[Object pointing dataset rows]
=====
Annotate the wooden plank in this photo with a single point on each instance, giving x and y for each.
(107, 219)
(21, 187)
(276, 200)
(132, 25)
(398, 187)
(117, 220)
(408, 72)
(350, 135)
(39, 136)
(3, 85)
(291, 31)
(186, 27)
=====
REQUIRED TASK. Repeat the data above line for line, with no changes.

PROBLEM SOLUTION.
Annotate the wooden plank in this photo with a single point on each instance, giving x and y for each.
(107, 219)
(21, 187)
(276, 200)
(132, 25)
(398, 187)
(117, 220)
(408, 72)
(350, 135)
(39, 136)
(3, 85)
(291, 31)
(186, 27)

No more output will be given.